- DATA:
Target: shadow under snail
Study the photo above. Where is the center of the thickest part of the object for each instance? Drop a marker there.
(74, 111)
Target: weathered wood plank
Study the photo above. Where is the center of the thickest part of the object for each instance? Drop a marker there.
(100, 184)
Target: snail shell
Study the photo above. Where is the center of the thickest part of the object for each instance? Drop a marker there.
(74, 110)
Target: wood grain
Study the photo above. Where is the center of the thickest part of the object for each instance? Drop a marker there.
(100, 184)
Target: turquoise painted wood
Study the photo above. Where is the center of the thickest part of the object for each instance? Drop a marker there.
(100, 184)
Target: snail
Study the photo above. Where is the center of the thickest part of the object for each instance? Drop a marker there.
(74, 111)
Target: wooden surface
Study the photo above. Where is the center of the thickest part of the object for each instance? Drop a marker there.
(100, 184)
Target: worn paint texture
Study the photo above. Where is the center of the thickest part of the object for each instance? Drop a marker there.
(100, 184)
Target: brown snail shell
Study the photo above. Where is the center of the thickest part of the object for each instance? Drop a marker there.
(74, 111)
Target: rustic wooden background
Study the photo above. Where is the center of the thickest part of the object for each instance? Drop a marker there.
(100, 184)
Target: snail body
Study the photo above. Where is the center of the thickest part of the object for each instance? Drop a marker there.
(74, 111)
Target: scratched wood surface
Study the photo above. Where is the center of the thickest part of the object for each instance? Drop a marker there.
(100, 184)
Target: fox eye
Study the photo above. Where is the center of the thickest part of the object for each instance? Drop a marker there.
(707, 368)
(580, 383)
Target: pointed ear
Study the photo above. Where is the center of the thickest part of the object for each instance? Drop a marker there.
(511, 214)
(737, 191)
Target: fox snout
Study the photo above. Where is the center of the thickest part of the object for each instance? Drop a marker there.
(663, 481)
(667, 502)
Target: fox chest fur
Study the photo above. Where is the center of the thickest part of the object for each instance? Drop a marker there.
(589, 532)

- THE EXERCISE:
Copy out the entire listing above word for word, from its first line to its last.

- EXERCISE OUTPUT:
Target: shadow under snail
Study the photo above. Where is the center of the thickest part of the object for each instance? Drop a marker there.
(74, 111)
Target: weathered wood plank
Study the photo above. Where is the center of the thickest part of the object for each instance? Drop a marker there.
(100, 184)
Target: snail shell
Study the photo above. Where is the center of the thickest part of the object for each instance? Drop a marker there.
(74, 110)
Target: wood grain
Study the photo above. Where is the center of the thickest part of the object for each instance? Drop a marker there.
(100, 184)
Target: turquoise painted wood
Study the photo above. Where is the center of the thickest part of the object for each instance? Drop a marker there.
(100, 184)
Target: snail
Study the photo above. Where is the center of the thickest part of the object for each instance? Drop a marker there.
(74, 111)
Target: wooden surface
Study the photo above. Where is the center of the thickest part of the object for each instance? Drop a marker there.
(100, 184)
Target: worn paint texture
Study the photo above. Where is the center of the thickest part of the object for each instance? Drop a marker there.
(100, 184)
Target: brown snail shell
Study the photo above. Where is the center of the thickest part of the object for each instance? Drop a marker there.
(74, 111)
Target: rustic wooden background
Study the photo above. Where is the center of the thickest part of the object for each instance? Drop a marker there.
(100, 184)
Target: snail body
Study the photo above. Where is the center of the thickest part of the object for each instance? Drop a marker there.
(74, 111)
Target: scratched wood surface
Study the photo above. Where is the center of the thickest part of the object for each instance? Drop a marker there.
(100, 184)
Target: fox eye
Study the photo above. Where is the center of the thickest part of the object for each instance? Drop a marker there.
(707, 368)
(580, 383)
Target: pointed ear
Study the photo above. Where is the center of the thickest part of the object for each instance? Drop a marker there.
(511, 214)
(737, 191)
Target: fox snout
Study the photo above. Where is the center of the thickest part of the object for each instance? Drop a marker there.
(663, 481)
(667, 502)
Target: fox chest fur
Study the photo above. Where is the center of the thickest part of the object for each instance? Drop a marker there.
(589, 532)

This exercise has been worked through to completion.